▶ PROBLEM:
Give the entries below as a Markdown table with the columns "Row" and "Line", numbering each line and leaving out blank lines. Leave the pictures out of the answer.
- - - - - - -
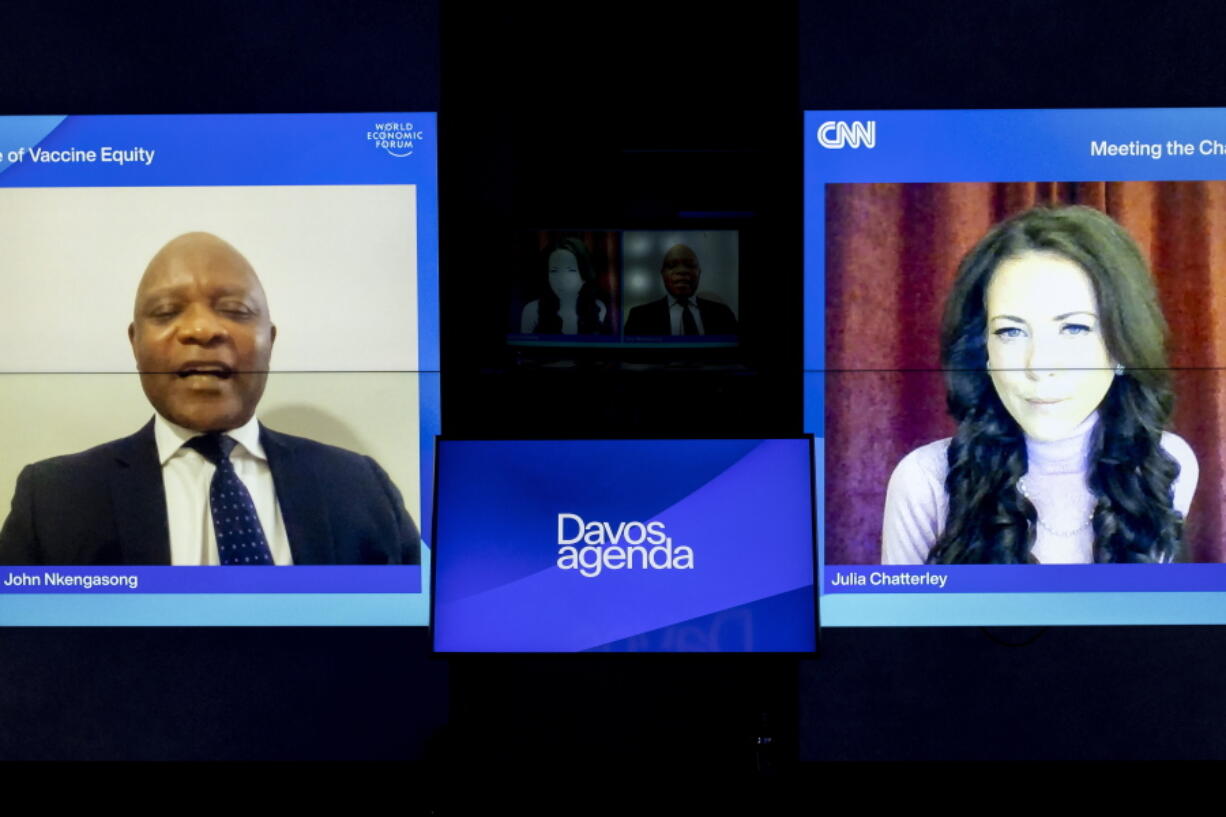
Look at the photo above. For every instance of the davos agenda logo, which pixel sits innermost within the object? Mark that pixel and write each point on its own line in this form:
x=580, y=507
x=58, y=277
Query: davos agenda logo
x=593, y=546
x=395, y=138
x=847, y=134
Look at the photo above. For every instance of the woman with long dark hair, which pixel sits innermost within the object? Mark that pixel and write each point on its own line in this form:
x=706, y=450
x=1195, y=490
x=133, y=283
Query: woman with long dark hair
x=568, y=303
x=1053, y=350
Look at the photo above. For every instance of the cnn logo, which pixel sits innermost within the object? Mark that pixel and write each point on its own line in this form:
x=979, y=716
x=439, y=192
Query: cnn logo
x=842, y=134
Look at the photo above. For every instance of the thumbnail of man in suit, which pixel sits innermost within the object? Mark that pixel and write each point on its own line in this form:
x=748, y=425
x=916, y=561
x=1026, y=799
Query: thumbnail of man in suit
x=204, y=482
x=681, y=312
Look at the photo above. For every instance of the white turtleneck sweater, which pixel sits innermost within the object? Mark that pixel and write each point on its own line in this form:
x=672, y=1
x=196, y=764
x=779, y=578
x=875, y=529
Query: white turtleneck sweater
x=916, y=503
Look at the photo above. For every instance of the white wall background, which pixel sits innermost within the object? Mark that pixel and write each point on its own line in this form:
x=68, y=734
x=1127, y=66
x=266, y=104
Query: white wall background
x=373, y=414
x=643, y=252
x=338, y=265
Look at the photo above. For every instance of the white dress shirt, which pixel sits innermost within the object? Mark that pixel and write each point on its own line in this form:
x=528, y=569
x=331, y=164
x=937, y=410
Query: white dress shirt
x=186, y=476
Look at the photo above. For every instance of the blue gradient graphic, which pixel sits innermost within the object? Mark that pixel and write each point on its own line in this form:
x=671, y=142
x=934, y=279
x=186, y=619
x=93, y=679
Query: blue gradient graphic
x=742, y=506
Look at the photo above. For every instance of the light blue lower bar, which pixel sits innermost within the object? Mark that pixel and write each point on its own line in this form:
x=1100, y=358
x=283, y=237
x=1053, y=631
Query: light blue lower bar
x=216, y=610
x=1021, y=609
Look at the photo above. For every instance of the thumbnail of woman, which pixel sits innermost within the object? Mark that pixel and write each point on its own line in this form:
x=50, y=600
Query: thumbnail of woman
x=568, y=303
x=1053, y=349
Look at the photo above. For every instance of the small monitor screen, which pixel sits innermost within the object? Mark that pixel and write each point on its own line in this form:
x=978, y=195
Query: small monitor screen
x=639, y=288
x=220, y=362
x=624, y=546
x=1013, y=349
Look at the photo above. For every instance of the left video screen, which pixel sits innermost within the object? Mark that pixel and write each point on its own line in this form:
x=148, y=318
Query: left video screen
x=220, y=360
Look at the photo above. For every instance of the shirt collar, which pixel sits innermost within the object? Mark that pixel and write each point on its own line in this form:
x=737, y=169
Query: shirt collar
x=171, y=437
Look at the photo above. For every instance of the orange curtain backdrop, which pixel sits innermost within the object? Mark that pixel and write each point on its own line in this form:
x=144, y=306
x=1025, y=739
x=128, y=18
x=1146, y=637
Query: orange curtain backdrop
x=891, y=252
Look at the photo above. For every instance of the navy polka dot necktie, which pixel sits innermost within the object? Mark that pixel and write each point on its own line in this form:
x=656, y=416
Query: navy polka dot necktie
x=239, y=535
x=689, y=326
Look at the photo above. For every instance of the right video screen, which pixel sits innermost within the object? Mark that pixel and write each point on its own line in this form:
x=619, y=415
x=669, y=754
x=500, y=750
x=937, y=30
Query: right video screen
x=1015, y=329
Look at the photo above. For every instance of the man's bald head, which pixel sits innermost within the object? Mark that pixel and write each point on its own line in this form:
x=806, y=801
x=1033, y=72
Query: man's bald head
x=200, y=250
x=681, y=271
x=201, y=334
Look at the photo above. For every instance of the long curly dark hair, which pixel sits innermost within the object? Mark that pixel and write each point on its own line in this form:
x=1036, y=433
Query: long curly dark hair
x=548, y=320
x=1130, y=476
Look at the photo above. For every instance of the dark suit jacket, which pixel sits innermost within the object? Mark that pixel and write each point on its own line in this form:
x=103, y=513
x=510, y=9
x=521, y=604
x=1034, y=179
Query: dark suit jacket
x=652, y=318
x=107, y=506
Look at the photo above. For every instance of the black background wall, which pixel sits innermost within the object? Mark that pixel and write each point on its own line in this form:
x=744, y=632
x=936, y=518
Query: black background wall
x=619, y=115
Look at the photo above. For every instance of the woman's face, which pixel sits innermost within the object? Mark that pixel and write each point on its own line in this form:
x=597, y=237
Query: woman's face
x=1046, y=352
x=564, y=277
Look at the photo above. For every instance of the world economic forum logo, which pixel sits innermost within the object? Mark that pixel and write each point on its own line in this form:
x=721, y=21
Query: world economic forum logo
- - - - - - -
▶ EXERCISE SOLUTION:
| Row | Line |
|---|---|
| 1 | Look at the photo above. For every instance of the davos agenda logo, which pixel sits innermost within the object? Mark that pixel and write each point on its own line in this form: |
| 2 | x=580, y=507 |
| 3 | x=58, y=277 |
| 4 | Query: davos agenda logo |
| 5 | x=593, y=546 |
| 6 | x=395, y=138 |
| 7 | x=847, y=134 |
| 8 | Look at the photo above. For every instance of the woman with long dark hair, which pixel sits innermost within the object? Mark that pixel and write each point on its own line in this form: |
| 9 | x=706, y=450 |
| 10 | x=1195, y=490 |
| 11 | x=133, y=283 |
| 12 | Query: woman with long dark hair |
| 13 | x=568, y=303 |
| 14 | x=1053, y=350 |
| 15 | Look at the photo above. For every instance of the cnn logo, which pixel sits innermost within the object? Mark that pixel and write each point on its own line in this form: |
| 16 | x=979, y=716 |
| 17 | x=439, y=192 |
| 18 | Query: cnn logo |
| 19 | x=842, y=134 |
| 20 | Look at the photo above. For every instance of the thumbnail of man in suit, which pixel sits innermost within the object? Mark that pixel and write each point on its own line in this form: |
| 21 | x=748, y=425 |
| 22 | x=916, y=561 |
| 23 | x=1026, y=799 |
| 24 | Query: thumbnail of man in suit |
| 25 | x=204, y=482 |
| 26 | x=681, y=312 |
| 27 | Look at the photo above. For every instance of the white turtleneck sweater, which pixel sits innermost within the object? Mark that pixel and write each point on its own line in this form: |
| 28 | x=672, y=1 |
| 29 | x=196, y=764 |
| 30 | x=779, y=578 |
| 31 | x=875, y=529 |
| 32 | Query: white turtleneck sweater |
| 33 | x=916, y=503 |
| 34 | Look at the photo above. For every instance of the white wall background, which pixel sits innermost within the object? Mark that pixel and write each point on its own line in this form: |
| 35 | x=68, y=734 |
| 36 | x=1127, y=66 |
| 37 | x=266, y=104 |
| 38 | Query: white wall background |
| 39 | x=373, y=414 |
| 40 | x=643, y=252 |
| 41 | x=338, y=265 |
| 42 | Look at the photo above. For every instance of the white dress shirt, which pixel sits innermost within the object? Mark that pixel and write each point on its own line in this form: |
| 43 | x=528, y=569 |
| 44 | x=331, y=164 |
| 45 | x=937, y=410 |
| 46 | Query: white dress shirt |
| 47 | x=186, y=476 |
| 48 | Look at the photo above. For every instance of the blue gradient graphic, which pixel sits innermost within the object? Mark that pixel and write each point on its own line in this form: |
| 49 | x=671, y=142 |
| 50 | x=934, y=279 |
| 51 | x=186, y=619 |
| 52 | x=93, y=679 |
| 53 | Query: blue gradient graphic |
| 54 | x=742, y=506 |
| 55 | Look at the photo above. For every instance of the light blue lower bar, which pixel sits innermost within the object? Mark that pixel and write each point on its own line in this form: |
| 56 | x=1100, y=358 |
| 57 | x=283, y=237 |
| 58 | x=1053, y=631 |
| 59 | Query: light blue lower bar |
| 60 | x=216, y=610 |
| 61 | x=1021, y=609 |
| 62 | Look at the photo above. For every instance of the thumbnail of woman, which pixel sits innermost within the object? Mark that pixel and write each point on its own line in this form: |
| 63 | x=50, y=600 |
| 64 | Query: thumbnail of woman |
| 65 | x=568, y=303 |
| 66 | x=1053, y=349 |
| 67 | Look at the photo above. For every instance of the small monitor screen, which pixel sits innermost within the object? Mark that pixel and write each point on its own line in this form: |
| 68 | x=978, y=195 |
| 69 | Query: small monitor screen |
| 70 | x=639, y=288 |
| 71 | x=220, y=362 |
| 72 | x=624, y=546 |
| 73 | x=1013, y=349 |
| 74 | Look at the photo above. For every instance of the left video screen, which pixel sits innermost within the object? Mark that pixel and write each point on its own line in this form: |
| 75 | x=148, y=318 |
| 76 | Query: left video screen |
| 77 | x=220, y=360 |
| 78 | Look at the photo above. For every instance of the shirt collar, which pixel sits innermost within the object? Mark that pixel and write each point on its own line in this form: |
| 79 | x=737, y=169 |
| 80 | Query: shirt collar |
| 81 | x=171, y=437 |
| 82 | Look at the photo above. For every instance of the orange curtain backdrop, which pixel sits innermost within the object? Mark that pixel and write each point on its own line in this form: |
| 83 | x=144, y=306 |
| 84 | x=1025, y=739 |
| 85 | x=128, y=18 |
| 86 | x=1146, y=637 |
| 87 | Query: orange curtain backdrop |
| 88 | x=891, y=252 |
| 89 | Look at the photo above. For every instance of the navy polka dot necktie, which pixel sits innermost within the object? Mark that pixel and write each point on its own line in this form: |
| 90 | x=656, y=416 |
| 91 | Query: navy polka dot necktie |
| 92 | x=239, y=535 |
| 93 | x=689, y=326 |
| 94 | Look at the photo above. For every instance of the right video screen, which pixel sits innermost within the object? Mark that pixel and write each point on its own line in this form: |
| 95 | x=619, y=415 |
| 96 | x=669, y=754 |
| 97 | x=500, y=750 |
| 98 | x=937, y=30 |
| 99 | Query: right video screen |
| 100 | x=1015, y=329 |
| 101 | Look at the photo above. For every instance of the man's bald head, which pixel sits innermost within the object? Mark that pixel and write each point on its own line in this form: |
| 102 | x=806, y=801 |
| 103 | x=1033, y=72 |
| 104 | Query: man's bald head |
| 105 | x=200, y=250 |
| 106 | x=681, y=271 |
| 107 | x=201, y=334 |
| 108 | Look at the photo above. For every instance of the long curly dark hair, which pixel sits innermost within the object? Mark that pixel and write each point on its own line in this form: |
| 109 | x=1036, y=433 |
| 110 | Query: long curly dark hair |
| 111 | x=548, y=320 |
| 112 | x=1130, y=476 |
| 113 | Look at the photo above. For every instance of the dark suit jacket, which pixel sits innermost within the object? Mark that pixel and write each point on its own line in this form: |
| 114 | x=103, y=513 |
| 115 | x=510, y=9 |
| 116 | x=521, y=604 |
| 117 | x=1034, y=179 |
| 118 | Query: dark suit jacket |
| 119 | x=652, y=318 |
| 120 | x=107, y=506 |
| 121 | Look at the photo above. For every instance of the black background wall, which pixel sits innermost within the object? Mark that pixel and write each point on its own line in this form: |
| 122 | x=744, y=632 |
| 123 | x=936, y=518 |
| 124 | Query: black background wall |
| 125 | x=619, y=115 |
| 126 | Look at the photo above. For every instance of the woman's face, which pixel sits innermost within the object? Mark that pixel and write each point on its own line in this form: |
| 127 | x=597, y=237 |
| 128 | Query: woman's face |
| 129 | x=1046, y=352 |
| 130 | x=564, y=277 |
| 131 | Look at the photo above. For every instance of the world economic forum logo, which pixel sits innermost within the object? Mark that pixel and write each point on its own line in this form: |
| 132 | x=721, y=21 |
| 133 | Query: world economic forum logo |